- [Problem to solve] Emit a verbatim copy of the lines running from the line with "Please drop a marker on the broken" through the end of the material below.

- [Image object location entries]

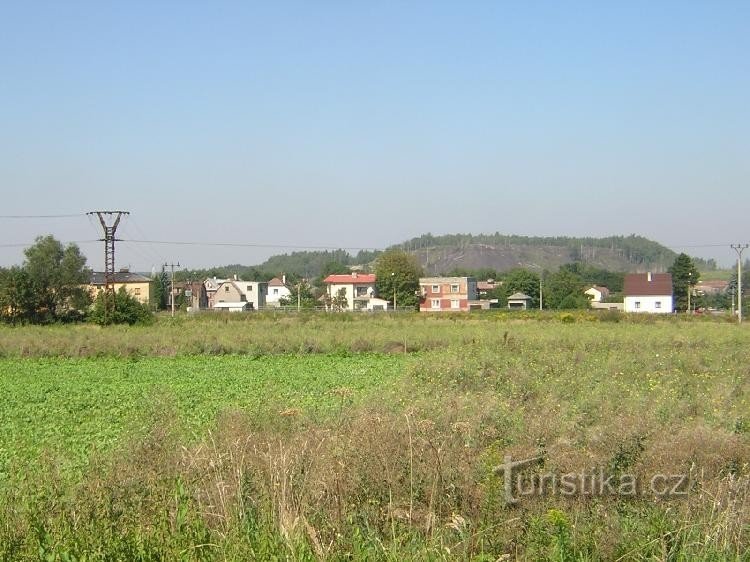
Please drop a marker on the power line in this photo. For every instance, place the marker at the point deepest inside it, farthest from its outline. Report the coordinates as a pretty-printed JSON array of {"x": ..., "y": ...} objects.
[
  {"x": 250, "y": 245},
  {"x": 27, "y": 244},
  {"x": 42, "y": 216}
]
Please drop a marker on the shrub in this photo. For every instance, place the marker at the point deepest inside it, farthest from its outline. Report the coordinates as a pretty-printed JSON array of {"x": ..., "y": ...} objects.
[{"x": 127, "y": 310}]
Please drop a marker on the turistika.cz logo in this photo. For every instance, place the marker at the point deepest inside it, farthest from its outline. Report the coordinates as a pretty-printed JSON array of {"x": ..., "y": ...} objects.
[{"x": 593, "y": 483}]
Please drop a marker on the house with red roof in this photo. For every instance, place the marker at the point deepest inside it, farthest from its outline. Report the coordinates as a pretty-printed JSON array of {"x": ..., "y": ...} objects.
[
  {"x": 355, "y": 286},
  {"x": 649, "y": 292},
  {"x": 277, "y": 290}
]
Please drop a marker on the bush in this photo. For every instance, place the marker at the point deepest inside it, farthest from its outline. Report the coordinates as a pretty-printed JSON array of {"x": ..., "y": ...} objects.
[{"x": 127, "y": 310}]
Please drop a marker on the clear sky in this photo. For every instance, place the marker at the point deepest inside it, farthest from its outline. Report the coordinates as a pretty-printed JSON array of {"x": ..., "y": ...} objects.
[{"x": 365, "y": 123}]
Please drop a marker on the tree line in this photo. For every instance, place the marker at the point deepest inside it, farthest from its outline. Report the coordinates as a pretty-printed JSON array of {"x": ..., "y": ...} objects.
[{"x": 52, "y": 285}]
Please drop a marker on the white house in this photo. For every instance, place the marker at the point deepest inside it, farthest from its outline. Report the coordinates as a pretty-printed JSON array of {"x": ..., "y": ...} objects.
[
  {"x": 597, "y": 293},
  {"x": 277, "y": 290},
  {"x": 239, "y": 291},
  {"x": 519, "y": 301},
  {"x": 354, "y": 284},
  {"x": 649, "y": 292},
  {"x": 371, "y": 304}
]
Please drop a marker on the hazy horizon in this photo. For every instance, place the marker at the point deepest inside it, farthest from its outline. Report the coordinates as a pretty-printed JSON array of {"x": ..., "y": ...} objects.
[{"x": 361, "y": 126}]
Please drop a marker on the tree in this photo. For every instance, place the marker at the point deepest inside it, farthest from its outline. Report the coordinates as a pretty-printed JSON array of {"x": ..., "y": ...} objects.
[
  {"x": 162, "y": 286},
  {"x": 50, "y": 286},
  {"x": 564, "y": 290},
  {"x": 519, "y": 281},
  {"x": 684, "y": 275},
  {"x": 17, "y": 302},
  {"x": 127, "y": 310},
  {"x": 306, "y": 297},
  {"x": 398, "y": 274}
]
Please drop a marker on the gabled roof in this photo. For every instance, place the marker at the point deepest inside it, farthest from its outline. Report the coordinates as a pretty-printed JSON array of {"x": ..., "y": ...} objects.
[
  {"x": 648, "y": 284},
  {"x": 351, "y": 279},
  {"x": 97, "y": 277},
  {"x": 519, "y": 297}
]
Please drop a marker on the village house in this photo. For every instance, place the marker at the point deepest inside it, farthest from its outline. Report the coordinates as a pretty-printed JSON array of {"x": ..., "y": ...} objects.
[
  {"x": 238, "y": 291},
  {"x": 352, "y": 285},
  {"x": 713, "y": 287},
  {"x": 277, "y": 290},
  {"x": 447, "y": 294},
  {"x": 137, "y": 286},
  {"x": 648, "y": 292},
  {"x": 597, "y": 293},
  {"x": 211, "y": 286},
  {"x": 193, "y": 294},
  {"x": 519, "y": 301},
  {"x": 484, "y": 288}
]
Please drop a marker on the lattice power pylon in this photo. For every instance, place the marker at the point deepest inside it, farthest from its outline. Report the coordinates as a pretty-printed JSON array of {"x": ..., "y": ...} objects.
[{"x": 105, "y": 218}]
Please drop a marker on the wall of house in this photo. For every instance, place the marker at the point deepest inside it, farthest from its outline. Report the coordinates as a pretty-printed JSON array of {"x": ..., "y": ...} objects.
[
  {"x": 255, "y": 293},
  {"x": 444, "y": 299},
  {"x": 654, "y": 304},
  {"x": 596, "y": 296},
  {"x": 142, "y": 292},
  {"x": 350, "y": 291},
  {"x": 272, "y": 299},
  {"x": 228, "y": 292}
]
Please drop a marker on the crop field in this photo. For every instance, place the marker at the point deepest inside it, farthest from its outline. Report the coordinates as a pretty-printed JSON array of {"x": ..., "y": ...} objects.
[{"x": 341, "y": 437}]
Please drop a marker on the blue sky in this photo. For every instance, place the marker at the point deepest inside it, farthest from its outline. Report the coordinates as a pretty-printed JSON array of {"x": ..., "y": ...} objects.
[{"x": 362, "y": 124}]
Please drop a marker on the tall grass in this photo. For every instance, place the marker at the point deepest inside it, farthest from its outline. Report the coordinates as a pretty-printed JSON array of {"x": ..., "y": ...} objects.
[{"x": 411, "y": 473}]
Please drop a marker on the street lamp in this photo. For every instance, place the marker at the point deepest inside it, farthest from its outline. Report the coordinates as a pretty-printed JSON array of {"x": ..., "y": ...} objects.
[
  {"x": 739, "y": 248},
  {"x": 393, "y": 278}
]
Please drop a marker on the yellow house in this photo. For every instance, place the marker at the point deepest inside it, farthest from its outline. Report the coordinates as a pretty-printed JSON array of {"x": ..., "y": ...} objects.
[{"x": 138, "y": 286}]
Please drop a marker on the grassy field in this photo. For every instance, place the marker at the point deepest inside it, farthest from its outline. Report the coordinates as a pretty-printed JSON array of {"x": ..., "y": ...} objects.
[{"x": 351, "y": 437}]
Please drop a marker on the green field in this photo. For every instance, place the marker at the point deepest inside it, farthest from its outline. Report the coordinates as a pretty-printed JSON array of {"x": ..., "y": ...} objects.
[
  {"x": 65, "y": 408},
  {"x": 354, "y": 437}
]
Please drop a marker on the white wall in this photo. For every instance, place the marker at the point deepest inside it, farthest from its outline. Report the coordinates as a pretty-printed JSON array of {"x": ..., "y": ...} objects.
[
  {"x": 272, "y": 299},
  {"x": 334, "y": 288},
  {"x": 649, "y": 304}
]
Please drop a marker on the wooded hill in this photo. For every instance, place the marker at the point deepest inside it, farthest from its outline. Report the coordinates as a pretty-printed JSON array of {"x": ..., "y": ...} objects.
[{"x": 499, "y": 252}]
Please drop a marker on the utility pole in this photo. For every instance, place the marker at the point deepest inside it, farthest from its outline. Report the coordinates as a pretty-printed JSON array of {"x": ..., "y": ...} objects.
[
  {"x": 171, "y": 289},
  {"x": 540, "y": 292},
  {"x": 739, "y": 248},
  {"x": 393, "y": 276},
  {"x": 105, "y": 217}
]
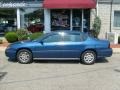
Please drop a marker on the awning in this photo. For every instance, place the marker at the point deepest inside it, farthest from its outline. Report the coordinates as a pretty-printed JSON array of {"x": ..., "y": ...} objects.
[{"x": 67, "y": 4}]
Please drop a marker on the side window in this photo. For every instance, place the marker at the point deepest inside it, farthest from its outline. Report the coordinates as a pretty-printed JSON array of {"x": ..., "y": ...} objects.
[
  {"x": 52, "y": 38},
  {"x": 116, "y": 18},
  {"x": 72, "y": 38}
]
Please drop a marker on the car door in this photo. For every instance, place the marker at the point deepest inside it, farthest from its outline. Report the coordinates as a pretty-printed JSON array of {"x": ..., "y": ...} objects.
[
  {"x": 73, "y": 46},
  {"x": 50, "y": 47}
]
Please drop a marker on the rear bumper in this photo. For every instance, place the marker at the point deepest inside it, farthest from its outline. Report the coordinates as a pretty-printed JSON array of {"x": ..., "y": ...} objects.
[{"x": 104, "y": 52}]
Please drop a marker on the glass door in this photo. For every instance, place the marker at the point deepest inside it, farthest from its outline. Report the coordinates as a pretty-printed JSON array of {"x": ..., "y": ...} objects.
[
  {"x": 76, "y": 19},
  {"x": 60, "y": 19}
]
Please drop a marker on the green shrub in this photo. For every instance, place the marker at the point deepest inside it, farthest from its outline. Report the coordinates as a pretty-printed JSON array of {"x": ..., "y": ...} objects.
[
  {"x": 1, "y": 41},
  {"x": 35, "y": 35},
  {"x": 96, "y": 26},
  {"x": 11, "y": 37},
  {"x": 119, "y": 39},
  {"x": 22, "y": 34}
]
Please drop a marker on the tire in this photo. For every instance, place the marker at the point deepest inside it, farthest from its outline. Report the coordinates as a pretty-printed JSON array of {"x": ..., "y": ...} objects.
[
  {"x": 88, "y": 57},
  {"x": 24, "y": 56}
]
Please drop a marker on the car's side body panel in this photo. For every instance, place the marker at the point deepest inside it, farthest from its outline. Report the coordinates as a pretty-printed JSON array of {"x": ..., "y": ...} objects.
[{"x": 61, "y": 50}]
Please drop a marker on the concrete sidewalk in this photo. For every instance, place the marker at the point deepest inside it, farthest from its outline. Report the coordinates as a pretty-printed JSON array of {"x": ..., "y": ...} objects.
[{"x": 115, "y": 50}]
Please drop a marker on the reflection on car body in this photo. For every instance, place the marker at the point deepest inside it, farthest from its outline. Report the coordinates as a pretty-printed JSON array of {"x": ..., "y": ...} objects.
[{"x": 61, "y": 45}]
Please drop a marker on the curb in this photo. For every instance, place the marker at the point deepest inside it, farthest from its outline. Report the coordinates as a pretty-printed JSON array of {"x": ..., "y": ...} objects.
[
  {"x": 115, "y": 50},
  {"x": 2, "y": 48}
]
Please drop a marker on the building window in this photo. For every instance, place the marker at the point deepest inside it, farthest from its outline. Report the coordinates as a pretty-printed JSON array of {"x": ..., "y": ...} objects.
[
  {"x": 60, "y": 19},
  {"x": 116, "y": 18}
]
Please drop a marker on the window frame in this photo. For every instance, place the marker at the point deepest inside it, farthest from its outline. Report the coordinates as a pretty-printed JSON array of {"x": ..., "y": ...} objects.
[{"x": 115, "y": 26}]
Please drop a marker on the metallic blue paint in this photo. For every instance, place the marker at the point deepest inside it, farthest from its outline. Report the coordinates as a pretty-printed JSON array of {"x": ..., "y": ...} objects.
[{"x": 61, "y": 49}]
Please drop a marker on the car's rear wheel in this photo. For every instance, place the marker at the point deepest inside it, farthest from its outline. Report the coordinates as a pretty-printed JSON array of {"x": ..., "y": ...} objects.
[
  {"x": 88, "y": 57},
  {"x": 24, "y": 56}
]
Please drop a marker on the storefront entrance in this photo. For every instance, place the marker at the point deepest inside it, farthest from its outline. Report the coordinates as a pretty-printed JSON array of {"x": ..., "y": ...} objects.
[{"x": 75, "y": 19}]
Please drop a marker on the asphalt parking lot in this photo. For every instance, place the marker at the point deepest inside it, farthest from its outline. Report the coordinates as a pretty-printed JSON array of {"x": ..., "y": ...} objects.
[{"x": 60, "y": 75}]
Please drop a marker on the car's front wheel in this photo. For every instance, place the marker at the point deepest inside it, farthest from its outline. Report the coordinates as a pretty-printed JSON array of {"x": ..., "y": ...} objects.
[
  {"x": 24, "y": 56},
  {"x": 88, "y": 57}
]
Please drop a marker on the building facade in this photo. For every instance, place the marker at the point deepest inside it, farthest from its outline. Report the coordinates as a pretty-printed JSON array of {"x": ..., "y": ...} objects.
[
  {"x": 26, "y": 12},
  {"x": 109, "y": 13}
]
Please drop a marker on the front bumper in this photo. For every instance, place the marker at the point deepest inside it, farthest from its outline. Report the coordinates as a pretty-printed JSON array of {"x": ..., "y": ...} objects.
[{"x": 105, "y": 52}]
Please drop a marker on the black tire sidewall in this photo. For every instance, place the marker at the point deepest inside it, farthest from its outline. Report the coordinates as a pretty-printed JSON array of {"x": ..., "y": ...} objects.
[
  {"x": 88, "y": 51},
  {"x": 24, "y": 50}
]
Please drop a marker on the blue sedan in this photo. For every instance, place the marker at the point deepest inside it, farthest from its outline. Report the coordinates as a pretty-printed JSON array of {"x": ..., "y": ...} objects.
[{"x": 62, "y": 45}]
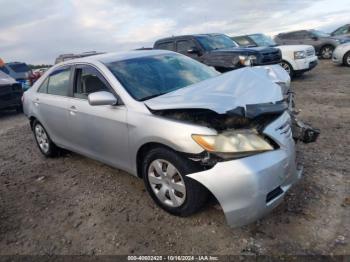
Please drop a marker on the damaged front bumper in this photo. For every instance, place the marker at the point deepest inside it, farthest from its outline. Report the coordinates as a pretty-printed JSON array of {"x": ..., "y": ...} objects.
[{"x": 250, "y": 187}]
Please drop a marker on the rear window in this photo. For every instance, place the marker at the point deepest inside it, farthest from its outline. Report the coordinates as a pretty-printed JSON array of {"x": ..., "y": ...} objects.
[
  {"x": 19, "y": 68},
  {"x": 166, "y": 46}
]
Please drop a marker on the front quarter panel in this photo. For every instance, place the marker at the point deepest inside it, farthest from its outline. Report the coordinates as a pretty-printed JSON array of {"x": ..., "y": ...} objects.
[{"x": 148, "y": 128}]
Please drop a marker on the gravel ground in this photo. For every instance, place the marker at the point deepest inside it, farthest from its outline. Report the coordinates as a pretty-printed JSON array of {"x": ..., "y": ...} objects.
[{"x": 74, "y": 205}]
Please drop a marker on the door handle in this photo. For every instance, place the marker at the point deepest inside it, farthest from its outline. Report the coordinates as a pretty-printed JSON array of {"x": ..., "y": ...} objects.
[
  {"x": 72, "y": 110},
  {"x": 36, "y": 101}
]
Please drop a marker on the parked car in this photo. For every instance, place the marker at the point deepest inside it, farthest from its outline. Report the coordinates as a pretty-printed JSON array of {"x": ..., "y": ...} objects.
[
  {"x": 296, "y": 59},
  {"x": 19, "y": 71},
  {"x": 341, "y": 54},
  {"x": 323, "y": 43},
  {"x": 10, "y": 93},
  {"x": 219, "y": 51},
  {"x": 65, "y": 57},
  {"x": 342, "y": 31},
  {"x": 184, "y": 128}
]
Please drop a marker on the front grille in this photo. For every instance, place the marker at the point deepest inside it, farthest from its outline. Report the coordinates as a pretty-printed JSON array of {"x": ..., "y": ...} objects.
[
  {"x": 273, "y": 194},
  {"x": 310, "y": 52},
  {"x": 269, "y": 58}
]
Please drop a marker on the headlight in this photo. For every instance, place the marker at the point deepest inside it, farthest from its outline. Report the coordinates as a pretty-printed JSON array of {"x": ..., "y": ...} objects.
[
  {"x": 239, "y": 141},
  {"x": 299, "y": 54},
  {"x": 247, "y": 60}
]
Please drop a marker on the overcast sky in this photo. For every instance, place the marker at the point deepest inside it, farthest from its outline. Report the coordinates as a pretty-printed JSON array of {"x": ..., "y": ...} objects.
[{"x": 37, "y": 31}]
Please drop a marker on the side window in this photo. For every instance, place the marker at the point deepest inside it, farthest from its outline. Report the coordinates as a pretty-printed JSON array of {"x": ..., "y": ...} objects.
[
  {"x": 343, "y": 30},
  {"x": 183, "y": 46},
  {"x": 59, "y": 82},
  {"x": 166, "y": 46},
  {"x": 43, "y": 87},
  {"x": 289, "y": 36},
  {"x": 88, "y": 80}
]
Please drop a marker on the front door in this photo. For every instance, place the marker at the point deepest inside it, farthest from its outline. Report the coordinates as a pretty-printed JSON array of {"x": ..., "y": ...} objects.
[{"x": 100, "y": 132}]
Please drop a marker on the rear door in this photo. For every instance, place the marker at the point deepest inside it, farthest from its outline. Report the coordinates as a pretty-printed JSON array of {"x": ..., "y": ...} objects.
[
  {"x": 100, "y": 132},
  {"x": 51, "y": 104}
]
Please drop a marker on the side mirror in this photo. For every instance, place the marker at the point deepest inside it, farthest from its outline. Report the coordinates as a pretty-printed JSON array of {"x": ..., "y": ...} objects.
[
  {"x": 193, "y": 50},
  {"x": 102, "y": 98}
]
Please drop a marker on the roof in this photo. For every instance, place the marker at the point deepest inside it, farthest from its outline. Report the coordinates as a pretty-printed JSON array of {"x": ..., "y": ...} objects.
[
  {"x": 180, "y": 36},
  {"x": 118, "y": 56}
]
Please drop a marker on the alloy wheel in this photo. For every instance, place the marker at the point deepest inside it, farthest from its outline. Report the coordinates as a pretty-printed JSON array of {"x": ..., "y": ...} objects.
[
  {"x": 42, "y": 138},
  {"x": 167, "y": 183},
  {"x": 348, "y": 60}
]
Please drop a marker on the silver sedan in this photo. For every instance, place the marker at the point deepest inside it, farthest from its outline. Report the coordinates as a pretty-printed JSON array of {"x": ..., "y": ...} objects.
[
  {"x": 187, "y": 130},
  {"x": 341, "y": 54}
]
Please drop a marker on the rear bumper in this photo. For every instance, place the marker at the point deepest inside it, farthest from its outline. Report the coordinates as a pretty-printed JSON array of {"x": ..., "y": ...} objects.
[{"x": 250, "y": 187}]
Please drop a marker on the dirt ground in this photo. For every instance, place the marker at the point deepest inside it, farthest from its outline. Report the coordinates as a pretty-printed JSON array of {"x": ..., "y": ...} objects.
[{"x": 74, "y": 205}]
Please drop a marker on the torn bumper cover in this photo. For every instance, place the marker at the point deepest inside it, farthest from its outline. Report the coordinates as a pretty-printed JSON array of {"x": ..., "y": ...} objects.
[{"x": 249, "y": 187}]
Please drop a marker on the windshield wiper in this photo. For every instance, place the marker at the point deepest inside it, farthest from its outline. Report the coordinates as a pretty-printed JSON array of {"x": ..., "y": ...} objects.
[{"x": 152, "y": 96}]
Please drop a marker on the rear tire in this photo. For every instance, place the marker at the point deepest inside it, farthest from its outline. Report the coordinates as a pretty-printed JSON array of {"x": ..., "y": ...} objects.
[
  {"x": 326, "y": 52},
  {"x": 43, "y": 140},
  {"x": 165, "y": 176},
  {"x": 346, "y": 59}
]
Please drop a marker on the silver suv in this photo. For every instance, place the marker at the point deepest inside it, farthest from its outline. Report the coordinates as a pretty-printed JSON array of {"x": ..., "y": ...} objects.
[
  {"x": 184, "y": 128},
  {"x": 323, "y": 43}
]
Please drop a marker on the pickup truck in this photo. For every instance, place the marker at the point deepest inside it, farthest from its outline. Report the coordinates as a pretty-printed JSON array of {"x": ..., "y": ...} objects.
[
  {"x": 219, "y": 51},
  {"x": 10, "y": 93},
  {"x": 296, "y": 59}
]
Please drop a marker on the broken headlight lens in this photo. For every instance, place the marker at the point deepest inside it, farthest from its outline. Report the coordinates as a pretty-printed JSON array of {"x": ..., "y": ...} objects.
[
  {"x": 240, "y": 141},
  {"x": 247, "y": 60},
  {"x": 299, "y": 54}
]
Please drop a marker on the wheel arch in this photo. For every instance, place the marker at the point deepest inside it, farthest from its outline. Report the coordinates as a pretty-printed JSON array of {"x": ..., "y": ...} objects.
[
  {"x": 143, "y": 150},
  {"x": 344, "y": 57},
  {"x": 32, "y": 119}
]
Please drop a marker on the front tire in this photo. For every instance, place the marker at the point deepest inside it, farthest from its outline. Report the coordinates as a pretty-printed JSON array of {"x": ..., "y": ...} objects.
[
  {"x": 346, "y": 59},
  {"x": 327, "y": 52},
  {"x": 43, "y": 140},
  {"x": 165, "y": 176}
]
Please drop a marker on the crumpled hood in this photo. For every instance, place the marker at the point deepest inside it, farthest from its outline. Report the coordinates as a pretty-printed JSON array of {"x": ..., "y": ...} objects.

- [Task output]
Please drop a marker on the broken headlight lens in this photo. For every instance, place the marker at the point deepest inside it, farthest from its outline. Report the coordinates as a pretty-printed JSON array of {"x": ..., "y": ...} objects.
[
  {"x": 240, "y": 141},
  {"x": 247, "y": 60},
  {"x": 299, "y": 54}
]
Please drop a marker on the wheel arch in this photo. For every instance, place the marker at the point deepest inside it, farthest from its outline. Report the coordinates as a pretty-printed JSON array of {"x": ..., "y": ...} objects.
[
  {"x": 143, "y": 150},
  {"x": 344, "y": 57},
  {"x": 32, "y": 119}
]
Please drop a marker on the front tire in this photo. For every instance, place the marker at the point deepest inside it, farthest from its outline. Report the coordinates as a pretty-printed JSON array of {"x": ..., "y": ...} objects.
[
  {"x": 346, "y": 59},
  {"x": 327, "y": 52},
  {"x": 43, "y": 140},
  {"x": 165, "y": 176}
]
Please drop a marker on the crumpled hood in this photo. For every instance, place the marker at the point deepest inside it, farthest from its outline. Report the coordinates as a pretty-printed JSON array of {"x": ..., "y": ...} objects.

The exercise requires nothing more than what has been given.